DIRECTIONS FOR THIS TASK:
Render each line of the records below as a numbered list, skipping blank lines and leaving out the pictures.

Recorded data:
<<<<

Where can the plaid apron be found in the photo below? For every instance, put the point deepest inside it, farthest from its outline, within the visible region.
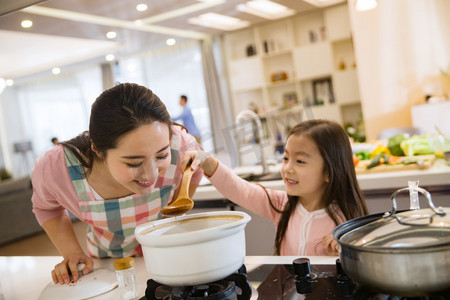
(111, 223)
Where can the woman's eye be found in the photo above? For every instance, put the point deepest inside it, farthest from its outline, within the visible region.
(163, 157)
(134, 165)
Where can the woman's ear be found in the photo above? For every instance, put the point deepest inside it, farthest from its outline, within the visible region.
(94, 149)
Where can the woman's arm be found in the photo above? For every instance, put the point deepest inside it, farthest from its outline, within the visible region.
(62, 235)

>>>>

OUTPUT OF THE EXERCISE:
1. Where can the plaid apron be found in the photo below? For every instance, put the point deepest inside it, farthest from its outline, within the visible region.
2. (111, 223)
3. Where can the woman's eye be found in the photo above? For every instance, put the point deepest inside it, farthest from its outline, within the visible region.
4. (163, 157)
5. (134, 165)
6. Where can the woman's ear be found in the photo above? For every instance, put the point deepest inside it, farthest from its outline, within the visible region.
7. (94, 149)
8. Where can the woman's arm be found in the photo above? For every instance, put the point deepest inside it, farthest from its outline, within the visible region.
9. (62, 235)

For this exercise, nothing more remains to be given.